CONSIGNE: Relevez les intitulés de rubriques énumérés dans le texte cité ci-dessous, immédiatement après le titre « VERS DE NOUVELLES FORMES D'INTÉGRATION DES FONCTIONS ».

TEXTE CITÉ:
* * * * * * * * *
VERS DE NOUVELLES FORMES D'INTÉGRATION DES FONCTIONS


Les secteurs du marché incubateurs d'innovation
La maintenance immobilière
La Concessione di Costruzione e Gestione des Travaux d'Infrastructure


Les secteurs du marché incubateurs d'innovation

D'après le profil des différentes tendances évolutives qui se manifestent dans le système contractuel italien, les principaux ferments d’innovation se présentent surtout dans deux secteurs du marché de la construction. Il s'agit de la maintenance immobilière, dans le secteur privé et des travaux d'infrastructure. L'analyse du marché de la construction proposée dans le premier chapitre avait montré comment, de nos jours, ces deux secteurs apportent une contribution significative à la formation de la valeur totale de la production, et surtout, comment dans l'avenir, leur participation sera encore plus marquée. Les innovations qui sont en train de mûrir sont destinées à influencer le comportement d'une part importante du marché de la construction.
* * * * * * * * *
EXTRAIT DE SOURCE:
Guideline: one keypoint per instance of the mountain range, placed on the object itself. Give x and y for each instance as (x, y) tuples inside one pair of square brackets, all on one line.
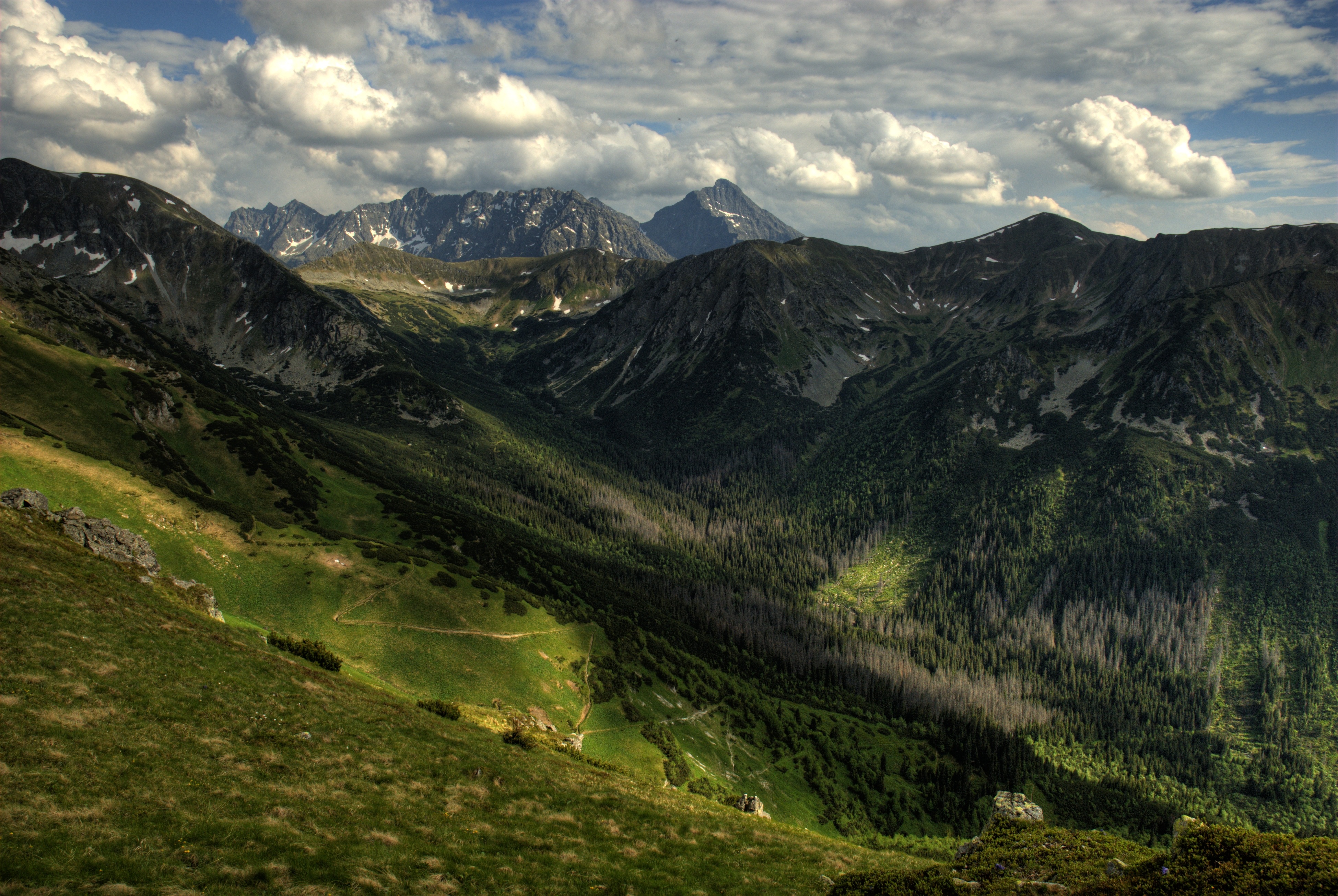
[(505, 225), (712, 218), (869, 534)]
* * * * * * * * *
CORRIGÉ:
- Les secteurs du marché incubateurs d'innovation
- La maintenance immobilière
- La Concessione di Costruzione e Gestione des Travaux d'Infrastructure